BEGIN

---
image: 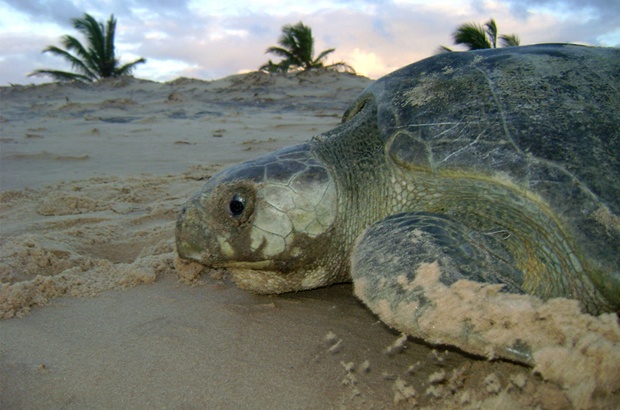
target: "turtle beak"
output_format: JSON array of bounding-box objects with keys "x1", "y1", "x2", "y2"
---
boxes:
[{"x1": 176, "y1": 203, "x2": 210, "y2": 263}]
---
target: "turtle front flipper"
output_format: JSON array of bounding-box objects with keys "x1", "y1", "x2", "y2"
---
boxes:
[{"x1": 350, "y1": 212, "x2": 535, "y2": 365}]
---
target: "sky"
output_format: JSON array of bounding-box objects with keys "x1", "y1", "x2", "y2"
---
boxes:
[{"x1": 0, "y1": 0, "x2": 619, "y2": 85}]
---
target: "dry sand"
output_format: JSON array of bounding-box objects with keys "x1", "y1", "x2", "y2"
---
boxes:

END

Task requirements: Copy each line of the material above exactly, but not the images.

Your response:
---
image: 
target: "turtle beak"
output_format: JSON array of bounding-box objects with keys "x1", "y1", "x2", "y2"
---
boxes:
[{"x1": 176, "y1": 203, "x2": 210, "y2": 263}]
---
target: "turtle front flipper"
output_format: JSON array of bounding-box objects with keys "x1", "y1", "x2", "y2"
---
boxes:
[{"x1": 350, "y1": 212, "x2": 535, "y2": 365}]
---
target: "sky"
output_format: JSON array of bounding-box objects with keys "x1", "y1", "x2", "y2"
---
boxes:
[{"x1": 0, "y1": 0, "x2": 619, "y2": 85}]
---
target: "dry sand"
output_format: JSON array of bounding-box objects with keys "x1", "y1", "x2", "y2"
---
boxes:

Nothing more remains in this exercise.